● EXCERPT TO READ:
____

UNITED STATES

SECURITIES AND EXCHANGE COMMISSION

Washington, D.C. 20549

 

FORM 8-K

 

CURRENT REPORT

 

Pursuant to Section 13 OR 15(d) of The Securities Exchange Act of 1934

 

Date of Report (Date of earliest event reported): August 18, 2021 (August 18, 2021)

 

 

VINCO VENTURES, INC.

 

(Exact name of registrant as specified in charter)

 

Nevada   001-38448   82-2199200
(State or other jurisdiction   (Commission   (IRS Employer
of incorporation)   File Number)   Identification No.)

 

1 West Broad Street, Suite 1004

Bethlehem, Pennsylvania

  18018
(Address of principal executive offices)   (Zip Code)

 

(866) 900-0992

(Registrant’s telephone number, including area code)

 

Check the appropriate box below if the Form 8-K filing is intended to simultaneously satisfy the filing obligation of the registrant under any of the following provisions:

 

Written communications pursuant to Rule 425 under the Securities Act (17 CFR 230.425)
   
Soliciting material pursuant to Rule 14a-12 under the Exchange Act (17 CFR 240.14a-12)
   
Pre-commencement communications pursuant to Rule 14d-2(b) under the Exchange Act (17 CFR 240.14d-2(b))
   
Pre-commencement communications pursuant to Rule 13e-4(c) under the Exchange Act (17 CFR 240.13e-4(c))

 

Securities registered pursuant to Section 12(b) of the Act:

 

Title of each class   Trading Symbol(s)   Name of each exchange on which registered
Common Stock, $0.001 par value per share   BBIG   Nasdaq

 

Indicate by check mark whether the registrant is an emerging growth company as defined in Rule 405 of the Securities Act of 1933 (§230.405 of this chapter) or Rule 12b-2 of the Securities Exchange Act of 1934 (§240.12b-2 of this chapter).

 

Emerging growth company ☒

 

If an emerging growth company, indicate by check mark if the registrant has elected not to use the extended transition period for complying with any new or revised financial accounting standards provided pursuant to Section 13(a) of the Exchange Act. ☒

 

 

 

 
 

 

Item 1.01 Entry into a Material Definitive Agreement.

 

As previously reported by Vinco Ventures, Inc. (the “Company”) in its Current Report on Form 8-K filed with the Securities and Exchange Commission (the “SEC”) on January 21, 2021, the Company entered into that certain securities purchase agreement dated January 21, 2021 (the “January SPA”) with an accredited investor (the “Investor” and, together with the Company, the “Parties”). Pursuant to the January SPA, the Company issued five (5) year warrants (the “January Warrants”) to the Investor representing the right to acquire an aggregate of 15,000,000 shares of the Company’s common stock, $0.001 par value per share (the “Common Stock”). The January Warrants contain an exercise price of $2.00 per share.

____

● LIST OF TASKS:
1. In the Vinco Ventures filing, what is the exercise price of the January Warrants?
2. Condense the paragraph of the Vinco Ventures filing that begins "As previously reported by Vinco Ventures" into a short bulleted list that keeps its main facts.
3. Reproduce the Vinco Ventures filing word for word from "(Exact name of" up to and including "Number)   Identification No.)".

____

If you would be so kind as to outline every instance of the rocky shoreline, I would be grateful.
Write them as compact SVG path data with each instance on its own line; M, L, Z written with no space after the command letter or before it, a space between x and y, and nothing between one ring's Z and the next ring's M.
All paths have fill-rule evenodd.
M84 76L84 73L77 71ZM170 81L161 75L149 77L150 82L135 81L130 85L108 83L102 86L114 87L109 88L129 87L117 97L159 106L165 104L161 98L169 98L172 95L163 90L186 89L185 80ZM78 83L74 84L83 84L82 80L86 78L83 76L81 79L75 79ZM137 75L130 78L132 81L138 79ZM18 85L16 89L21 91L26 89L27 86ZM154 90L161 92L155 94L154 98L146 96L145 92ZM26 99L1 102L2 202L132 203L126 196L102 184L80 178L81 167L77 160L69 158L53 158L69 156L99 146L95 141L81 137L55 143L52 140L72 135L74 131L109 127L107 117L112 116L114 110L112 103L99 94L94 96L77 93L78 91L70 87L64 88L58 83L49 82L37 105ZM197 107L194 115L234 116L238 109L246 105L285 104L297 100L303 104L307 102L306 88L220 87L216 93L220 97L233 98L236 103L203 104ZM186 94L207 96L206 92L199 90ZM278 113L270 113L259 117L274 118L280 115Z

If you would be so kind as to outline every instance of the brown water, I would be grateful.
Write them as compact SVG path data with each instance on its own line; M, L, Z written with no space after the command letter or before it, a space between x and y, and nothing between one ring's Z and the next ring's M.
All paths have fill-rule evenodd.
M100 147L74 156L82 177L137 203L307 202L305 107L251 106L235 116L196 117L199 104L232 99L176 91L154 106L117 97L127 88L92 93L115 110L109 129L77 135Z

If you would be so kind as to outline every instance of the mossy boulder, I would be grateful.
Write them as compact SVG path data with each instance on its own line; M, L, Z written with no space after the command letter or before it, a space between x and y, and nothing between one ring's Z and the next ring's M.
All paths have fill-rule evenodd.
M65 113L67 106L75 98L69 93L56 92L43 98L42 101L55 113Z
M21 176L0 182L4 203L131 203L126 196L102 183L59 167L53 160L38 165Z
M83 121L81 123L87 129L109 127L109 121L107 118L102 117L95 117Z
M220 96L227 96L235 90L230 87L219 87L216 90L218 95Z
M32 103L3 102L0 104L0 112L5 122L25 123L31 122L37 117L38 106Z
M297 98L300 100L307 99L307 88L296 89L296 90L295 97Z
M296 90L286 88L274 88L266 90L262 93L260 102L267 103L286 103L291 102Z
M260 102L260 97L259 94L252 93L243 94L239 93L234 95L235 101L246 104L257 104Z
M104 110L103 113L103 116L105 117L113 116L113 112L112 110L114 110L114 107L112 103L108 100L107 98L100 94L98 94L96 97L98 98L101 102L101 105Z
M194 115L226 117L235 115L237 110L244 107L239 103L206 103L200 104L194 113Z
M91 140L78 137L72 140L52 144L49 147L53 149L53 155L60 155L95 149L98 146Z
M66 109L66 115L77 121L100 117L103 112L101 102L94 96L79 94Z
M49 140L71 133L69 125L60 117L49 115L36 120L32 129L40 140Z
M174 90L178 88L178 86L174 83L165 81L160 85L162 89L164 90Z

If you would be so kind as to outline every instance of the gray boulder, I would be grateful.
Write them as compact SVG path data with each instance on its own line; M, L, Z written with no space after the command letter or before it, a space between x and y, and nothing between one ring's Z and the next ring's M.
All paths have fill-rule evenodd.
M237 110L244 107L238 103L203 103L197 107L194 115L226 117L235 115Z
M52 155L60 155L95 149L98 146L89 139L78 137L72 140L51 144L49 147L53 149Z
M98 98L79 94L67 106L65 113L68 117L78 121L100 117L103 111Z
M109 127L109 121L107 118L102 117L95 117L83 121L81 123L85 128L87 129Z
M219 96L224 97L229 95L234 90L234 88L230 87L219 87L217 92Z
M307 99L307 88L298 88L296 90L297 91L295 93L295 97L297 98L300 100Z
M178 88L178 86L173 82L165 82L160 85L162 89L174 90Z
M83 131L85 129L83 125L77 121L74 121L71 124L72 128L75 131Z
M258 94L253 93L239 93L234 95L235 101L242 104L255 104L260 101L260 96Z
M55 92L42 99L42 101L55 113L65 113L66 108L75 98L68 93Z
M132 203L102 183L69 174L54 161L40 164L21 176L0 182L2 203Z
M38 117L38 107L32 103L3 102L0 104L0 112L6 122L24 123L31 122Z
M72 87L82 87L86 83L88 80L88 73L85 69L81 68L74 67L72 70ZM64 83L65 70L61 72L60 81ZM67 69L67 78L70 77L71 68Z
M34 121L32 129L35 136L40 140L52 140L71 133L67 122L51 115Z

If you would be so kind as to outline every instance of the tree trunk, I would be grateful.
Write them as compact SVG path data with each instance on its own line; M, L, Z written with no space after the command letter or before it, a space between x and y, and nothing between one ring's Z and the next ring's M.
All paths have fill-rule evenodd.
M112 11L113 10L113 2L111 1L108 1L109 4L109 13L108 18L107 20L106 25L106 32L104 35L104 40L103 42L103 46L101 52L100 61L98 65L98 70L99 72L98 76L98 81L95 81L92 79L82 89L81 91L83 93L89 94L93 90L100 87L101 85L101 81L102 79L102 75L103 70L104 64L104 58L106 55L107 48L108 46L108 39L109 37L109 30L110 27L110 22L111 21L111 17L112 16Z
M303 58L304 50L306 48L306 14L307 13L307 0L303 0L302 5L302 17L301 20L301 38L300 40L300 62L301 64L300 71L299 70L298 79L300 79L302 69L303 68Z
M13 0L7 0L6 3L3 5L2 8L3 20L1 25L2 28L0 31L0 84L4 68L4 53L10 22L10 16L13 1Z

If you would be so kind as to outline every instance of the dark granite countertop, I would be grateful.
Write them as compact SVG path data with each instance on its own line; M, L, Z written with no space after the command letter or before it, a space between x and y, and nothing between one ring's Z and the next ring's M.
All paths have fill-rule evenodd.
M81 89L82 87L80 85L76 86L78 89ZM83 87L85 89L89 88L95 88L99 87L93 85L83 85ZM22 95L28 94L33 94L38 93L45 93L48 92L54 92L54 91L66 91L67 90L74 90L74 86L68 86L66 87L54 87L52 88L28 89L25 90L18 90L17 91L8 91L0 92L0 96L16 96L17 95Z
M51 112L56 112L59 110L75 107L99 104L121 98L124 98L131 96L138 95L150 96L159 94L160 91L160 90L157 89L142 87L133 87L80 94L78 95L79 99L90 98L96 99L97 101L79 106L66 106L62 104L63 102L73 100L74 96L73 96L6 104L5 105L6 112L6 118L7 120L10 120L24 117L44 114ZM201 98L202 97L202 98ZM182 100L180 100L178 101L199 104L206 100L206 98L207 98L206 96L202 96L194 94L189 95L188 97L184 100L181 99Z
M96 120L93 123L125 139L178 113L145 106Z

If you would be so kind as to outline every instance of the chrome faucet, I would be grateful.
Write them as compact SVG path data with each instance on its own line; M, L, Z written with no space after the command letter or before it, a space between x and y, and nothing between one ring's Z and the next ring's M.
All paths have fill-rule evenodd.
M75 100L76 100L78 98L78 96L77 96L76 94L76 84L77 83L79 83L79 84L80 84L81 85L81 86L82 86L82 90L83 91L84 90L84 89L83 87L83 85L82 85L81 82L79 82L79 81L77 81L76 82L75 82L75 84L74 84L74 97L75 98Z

____

● WORKED ANSWERS:
1. $2.00 per share.

2.
- On January 21, 2021, Vinco Ventures, Inc. entered into a securities purchase agreement (the January SPA) with an accredited investor, as reported in a Form 8-K filed with the SEC that day.
- Under the January SPA, the company issued the investor five-year warrants (the January Warrants).
- The warrants give the right to acquire an aggregate of 15,000,000 shares of common stock, $0.001 par value per share.
- The exercise price is $2.00 per share.

3.
(Exact name of registrant as specified in charter)

 

Nevada   001-38448   82-2199200
(State or other jurisdiction   (Commission   (IRS Employer
of incorporation)   File Number)   Identification No.)